_Your objective:_ In the items below, change every "locate" to "detect" and give the items back with nothing else altered.
○ ○ ○ ○
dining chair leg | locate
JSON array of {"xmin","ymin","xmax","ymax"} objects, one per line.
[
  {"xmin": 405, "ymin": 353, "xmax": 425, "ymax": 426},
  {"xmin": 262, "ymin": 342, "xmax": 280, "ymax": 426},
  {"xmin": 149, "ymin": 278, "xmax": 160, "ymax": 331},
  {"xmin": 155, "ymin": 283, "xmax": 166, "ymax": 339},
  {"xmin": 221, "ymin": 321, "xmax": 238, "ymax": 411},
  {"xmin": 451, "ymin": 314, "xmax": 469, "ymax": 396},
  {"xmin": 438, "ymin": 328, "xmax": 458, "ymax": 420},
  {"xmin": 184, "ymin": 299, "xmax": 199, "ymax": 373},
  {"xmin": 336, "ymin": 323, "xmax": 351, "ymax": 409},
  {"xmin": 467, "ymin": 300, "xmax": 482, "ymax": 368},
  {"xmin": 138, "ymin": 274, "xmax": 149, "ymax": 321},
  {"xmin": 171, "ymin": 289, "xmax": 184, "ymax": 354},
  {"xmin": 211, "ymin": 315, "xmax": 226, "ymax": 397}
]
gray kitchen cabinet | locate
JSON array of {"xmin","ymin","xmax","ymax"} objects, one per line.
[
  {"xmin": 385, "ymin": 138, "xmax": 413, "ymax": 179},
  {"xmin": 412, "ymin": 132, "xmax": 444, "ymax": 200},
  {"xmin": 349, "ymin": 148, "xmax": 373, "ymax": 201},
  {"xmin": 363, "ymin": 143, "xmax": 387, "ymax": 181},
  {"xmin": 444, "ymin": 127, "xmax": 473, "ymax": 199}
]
○ ○ ○ ○
_Solution for this problem:_
dining chair leg | detect
JSON array of {"xmin","ymin","xmax","ymax"} objects, one per line.
[
  {"xmin": 405, "ymin": 353, "xmax": 425, "ymax": 426},
  {"xmin": 262, "ymin": 342, "xmax": 280, "ymax": 426},
  {"xmin": 149, "ymin": 278, "xmax": 160, "ymax": 331},
  {"xmin": 155, "ymin": 283, "xmax": 166, "ymax": 339},
  {"xmin": 221, "ymin": 321, "xmax": 238, "ymax": 411},
  {"xmin": 451, "ymin": 314, "xmax": 469, "ymax": 396},
  {"xmin": 438, "ymin": 328, "xmax": 458, "ymax": 420},
  {"xmin": 184, "ymin": 299, "xmax": 199, "ymax": 373},
  {"xmin": 336, "ymin": 323, "xmax": 351, "ymax": 409},
  {"xmin": 467, "ymin": 300, "xmax": 482, "ymax": 368},
  {"xmin": 138, "ymin": 274, "xmax": 149, "ymax": 321},
  {"xmin": 171, "ymin": 289, "xmax": 184, "ymax": 354},
  {"xmin": 211, "ymin": 315, "xmax": 226, "ymax": 397}
]
gray kitchen cabinet | detect
JSON array of {"xmin","ymin","xmax","ymax"} objects, one per line.
[
  {"xmin": 385, "ymin": 138, "xmax": 413, "ymax": 179},
  {"xmin": 412, "ymin": 132, "xmax": 444, "ymax": 200},
  {"xmin": 349, "ymin": 148, "xmax": 373, "ymax": 201},
  {"xmin": 363, "ymin": 143, "xmax": 387, "ymax": 181},
  {"xmin": 444, "ymin": 127, "xmax": 473, "ymax": 199}
]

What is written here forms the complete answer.